TEKSTBLOK ▸
Eiser heeft hiertegen bezwaar gemaakt. In de uitspraak op bezwaar van 3 februari 2022 (de bestreden uitspraak) heeft de heffingsambtenaar het bezwaar ongegrond verklaard.
Eiser heeft tegen de bestreden uitspraak beroep ingesteld. De heffingsambtenaar heeft een verweerschrift ingediend.
De zaak is behandeld op de zitting van 5 juli 2022. De heffingsambtenaar is verschenen in de persoon van mr. P.E.H.A. Ingenhou, bijgestaan door taxateur [naam] . Eiser heeft zich laten vertegenwoordigen door [naam] , kantoorgenoot van gemachtigde.

Overwegingen

De aanleiding voor deze procedure
1. Eiser is eigenaar van de woning. Het gaat om een historische benedenwoning met tuin. De oppervlakte van de woning is ongeveer 96 m² en de oppervlakte van de tuin is ongeveer 30 m².

GEGEVEN OPDRACHT 1 ▸ Selecteer alsjeblieft in de vermeldingen hieronder elke regel waarin het woord "ceiling" voorkomt, en neem die regels ongewijzigd over.

INVOERREGELS ▸
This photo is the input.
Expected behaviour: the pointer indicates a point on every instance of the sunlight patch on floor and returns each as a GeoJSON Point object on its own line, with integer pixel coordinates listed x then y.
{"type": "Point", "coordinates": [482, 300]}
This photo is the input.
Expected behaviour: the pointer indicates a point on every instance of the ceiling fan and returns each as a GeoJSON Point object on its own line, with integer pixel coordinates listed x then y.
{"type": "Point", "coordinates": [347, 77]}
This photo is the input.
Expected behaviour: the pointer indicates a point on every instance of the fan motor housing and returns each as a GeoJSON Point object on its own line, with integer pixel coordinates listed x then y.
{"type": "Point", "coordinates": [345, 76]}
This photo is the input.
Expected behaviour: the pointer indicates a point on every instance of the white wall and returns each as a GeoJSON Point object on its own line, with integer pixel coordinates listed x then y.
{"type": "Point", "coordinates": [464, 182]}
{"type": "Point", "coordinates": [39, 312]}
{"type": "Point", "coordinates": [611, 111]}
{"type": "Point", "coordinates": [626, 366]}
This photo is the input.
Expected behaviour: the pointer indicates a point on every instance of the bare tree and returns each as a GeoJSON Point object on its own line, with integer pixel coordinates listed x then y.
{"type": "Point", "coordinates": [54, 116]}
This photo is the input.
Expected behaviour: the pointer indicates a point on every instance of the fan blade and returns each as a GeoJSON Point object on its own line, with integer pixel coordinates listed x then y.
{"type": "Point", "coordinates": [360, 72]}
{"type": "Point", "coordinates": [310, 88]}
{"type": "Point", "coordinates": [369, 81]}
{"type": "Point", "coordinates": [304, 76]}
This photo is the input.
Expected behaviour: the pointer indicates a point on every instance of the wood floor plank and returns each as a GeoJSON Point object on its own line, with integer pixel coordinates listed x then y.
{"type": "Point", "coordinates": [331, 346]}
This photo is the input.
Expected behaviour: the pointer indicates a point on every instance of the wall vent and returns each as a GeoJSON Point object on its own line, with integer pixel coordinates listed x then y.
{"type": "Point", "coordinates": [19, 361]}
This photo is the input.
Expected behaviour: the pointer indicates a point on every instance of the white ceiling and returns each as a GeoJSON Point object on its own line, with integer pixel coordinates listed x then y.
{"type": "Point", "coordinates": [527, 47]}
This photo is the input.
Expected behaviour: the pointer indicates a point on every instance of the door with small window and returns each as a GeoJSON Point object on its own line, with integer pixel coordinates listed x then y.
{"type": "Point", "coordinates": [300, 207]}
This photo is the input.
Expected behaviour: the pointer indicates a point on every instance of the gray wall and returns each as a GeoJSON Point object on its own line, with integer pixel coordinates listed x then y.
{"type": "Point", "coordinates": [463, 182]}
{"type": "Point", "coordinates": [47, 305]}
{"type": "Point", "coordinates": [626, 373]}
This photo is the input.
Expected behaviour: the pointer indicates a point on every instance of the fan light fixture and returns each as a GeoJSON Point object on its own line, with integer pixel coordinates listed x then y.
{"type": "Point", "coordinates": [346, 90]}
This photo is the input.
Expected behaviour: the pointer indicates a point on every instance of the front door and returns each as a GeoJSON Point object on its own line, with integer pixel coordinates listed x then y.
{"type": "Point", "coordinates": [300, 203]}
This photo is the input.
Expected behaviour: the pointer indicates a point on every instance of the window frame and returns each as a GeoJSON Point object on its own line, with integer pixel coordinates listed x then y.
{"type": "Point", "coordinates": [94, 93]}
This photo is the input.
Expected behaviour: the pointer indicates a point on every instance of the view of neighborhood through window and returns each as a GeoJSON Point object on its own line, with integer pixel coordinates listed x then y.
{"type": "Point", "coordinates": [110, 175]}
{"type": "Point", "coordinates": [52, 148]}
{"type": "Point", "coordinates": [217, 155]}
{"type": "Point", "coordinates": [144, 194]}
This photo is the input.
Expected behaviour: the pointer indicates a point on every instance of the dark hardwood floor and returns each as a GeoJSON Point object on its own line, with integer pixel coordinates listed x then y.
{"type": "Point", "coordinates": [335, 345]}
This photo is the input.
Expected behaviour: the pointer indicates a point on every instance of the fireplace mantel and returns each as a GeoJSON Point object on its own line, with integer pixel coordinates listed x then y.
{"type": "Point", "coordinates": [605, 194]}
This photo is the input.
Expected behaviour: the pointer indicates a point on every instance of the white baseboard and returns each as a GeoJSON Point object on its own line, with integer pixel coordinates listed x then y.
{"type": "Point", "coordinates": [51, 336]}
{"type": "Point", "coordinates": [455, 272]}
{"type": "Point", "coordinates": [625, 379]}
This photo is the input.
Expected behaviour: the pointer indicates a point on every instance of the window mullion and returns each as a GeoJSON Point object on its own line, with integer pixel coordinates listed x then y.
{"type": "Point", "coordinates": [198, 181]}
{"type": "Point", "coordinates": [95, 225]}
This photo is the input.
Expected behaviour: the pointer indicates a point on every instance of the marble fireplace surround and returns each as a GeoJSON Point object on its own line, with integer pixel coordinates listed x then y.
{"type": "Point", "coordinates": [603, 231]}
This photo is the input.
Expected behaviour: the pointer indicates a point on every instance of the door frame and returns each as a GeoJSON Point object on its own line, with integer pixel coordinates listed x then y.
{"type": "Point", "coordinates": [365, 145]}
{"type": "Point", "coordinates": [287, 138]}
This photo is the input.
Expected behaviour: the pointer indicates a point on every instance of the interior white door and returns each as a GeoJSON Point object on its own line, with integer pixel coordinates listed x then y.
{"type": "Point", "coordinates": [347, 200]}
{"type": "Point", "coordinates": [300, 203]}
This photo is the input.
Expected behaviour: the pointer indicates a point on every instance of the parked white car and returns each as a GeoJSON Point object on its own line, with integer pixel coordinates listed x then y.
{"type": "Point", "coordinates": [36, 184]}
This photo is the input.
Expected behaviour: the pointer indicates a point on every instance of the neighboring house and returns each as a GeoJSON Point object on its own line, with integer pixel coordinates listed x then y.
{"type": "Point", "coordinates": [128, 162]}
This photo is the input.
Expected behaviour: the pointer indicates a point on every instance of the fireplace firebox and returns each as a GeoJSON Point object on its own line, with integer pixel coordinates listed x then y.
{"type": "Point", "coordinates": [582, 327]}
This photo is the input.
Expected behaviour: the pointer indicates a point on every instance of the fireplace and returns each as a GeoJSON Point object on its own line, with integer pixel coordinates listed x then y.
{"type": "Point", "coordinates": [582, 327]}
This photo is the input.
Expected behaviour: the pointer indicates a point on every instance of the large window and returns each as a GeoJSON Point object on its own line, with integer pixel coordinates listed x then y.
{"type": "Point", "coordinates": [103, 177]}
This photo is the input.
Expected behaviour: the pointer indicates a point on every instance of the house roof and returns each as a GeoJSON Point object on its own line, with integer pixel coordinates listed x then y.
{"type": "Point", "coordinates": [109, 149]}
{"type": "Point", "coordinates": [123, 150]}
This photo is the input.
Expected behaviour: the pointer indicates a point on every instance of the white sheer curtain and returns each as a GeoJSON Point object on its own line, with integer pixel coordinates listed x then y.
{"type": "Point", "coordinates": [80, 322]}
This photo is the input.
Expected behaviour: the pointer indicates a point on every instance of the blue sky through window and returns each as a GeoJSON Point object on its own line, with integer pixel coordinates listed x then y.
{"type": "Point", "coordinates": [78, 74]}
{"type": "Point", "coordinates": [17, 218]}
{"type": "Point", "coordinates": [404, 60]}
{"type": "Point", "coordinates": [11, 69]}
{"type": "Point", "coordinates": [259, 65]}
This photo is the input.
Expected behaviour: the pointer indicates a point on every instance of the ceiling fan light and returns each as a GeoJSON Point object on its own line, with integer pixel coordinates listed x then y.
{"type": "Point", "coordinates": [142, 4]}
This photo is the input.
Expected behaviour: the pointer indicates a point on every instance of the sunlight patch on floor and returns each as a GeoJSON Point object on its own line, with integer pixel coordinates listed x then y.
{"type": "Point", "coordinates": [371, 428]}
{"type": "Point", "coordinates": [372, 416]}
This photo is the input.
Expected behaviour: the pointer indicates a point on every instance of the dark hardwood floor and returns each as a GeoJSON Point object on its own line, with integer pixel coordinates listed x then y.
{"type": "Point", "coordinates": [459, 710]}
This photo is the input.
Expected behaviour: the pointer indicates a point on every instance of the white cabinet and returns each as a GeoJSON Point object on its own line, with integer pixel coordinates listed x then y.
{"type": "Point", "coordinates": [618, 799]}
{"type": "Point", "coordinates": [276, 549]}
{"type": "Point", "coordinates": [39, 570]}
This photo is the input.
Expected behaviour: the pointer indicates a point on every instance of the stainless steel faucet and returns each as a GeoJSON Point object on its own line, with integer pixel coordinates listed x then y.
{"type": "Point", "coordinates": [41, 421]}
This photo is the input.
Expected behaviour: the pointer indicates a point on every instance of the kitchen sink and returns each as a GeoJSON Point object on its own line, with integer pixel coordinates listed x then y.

GEGEVEN OPDRACHT 2 ▸ Schrijf de tekst hierboven over het beroep tegen de heffingsambtenaar verder, aansluitend op de laatste zin.

JUIST ANTWOORD 1 ▸
Expected behaviour: the pointer indicates a point on every instance of the ceiling fan and returns each as a GeoJSON Point object on its own line, with integer pixel coordinates listed x then y.
Expected behaviour: the pointer indicates a point on every instance of the white ceiling and returns each as a GeoJSON Point object on its own line, with integer pixel coordinates listed x then y.
Expected behaviour: the pointer indicates a point on every instance of the ceiling fan light and returns each as a GeoJSON Point object on its own line, with integer pixel coordinates listed x then y.

JUIST ANTWOORD 2 ▸
2. Partijen zijn het niet eens over de hoogte van de WOZ-waarde van de woning. De waardepeildatum is in dit geval 1 januari 2020. Bepalend is de staat waarin de woning op die datum verkeert. [1]
3. Eiser vindt dat de heffingsambtenaar de WOZ-waarde te hoog heeft vastgesteld. Hij vindt dat de waarde van de woning vastgesteld moet worden op € 500.000.
4. De heffingsambtenaar vindt dat hij de waarde niet te hoog heeft vastgesteld. Hij heeft ter onderbouwing een taxatierapport ingediend. In dit taxatierapport is de waarde van de woning getaxeerd op € 667.000. Het taxatierapport van de heffingsambtenaar bevat gegevens en recente verkoopcijfers van andere woningen (de vergelijkingsobjecten), namelijk [adres] (verkoop 1), [adres] (verkoop 2) en [adres] (verkoop 3), alle in Amsterdam. Volgens de heffingsambtenaar valt uit de verkoopprijzen van deze vergelijkingsobjecten af te leiden dat de WOZ-waarde van de woning van eiser niet te hoog is vastgesteld.
Wat vindt de rechtbank van deze zaak?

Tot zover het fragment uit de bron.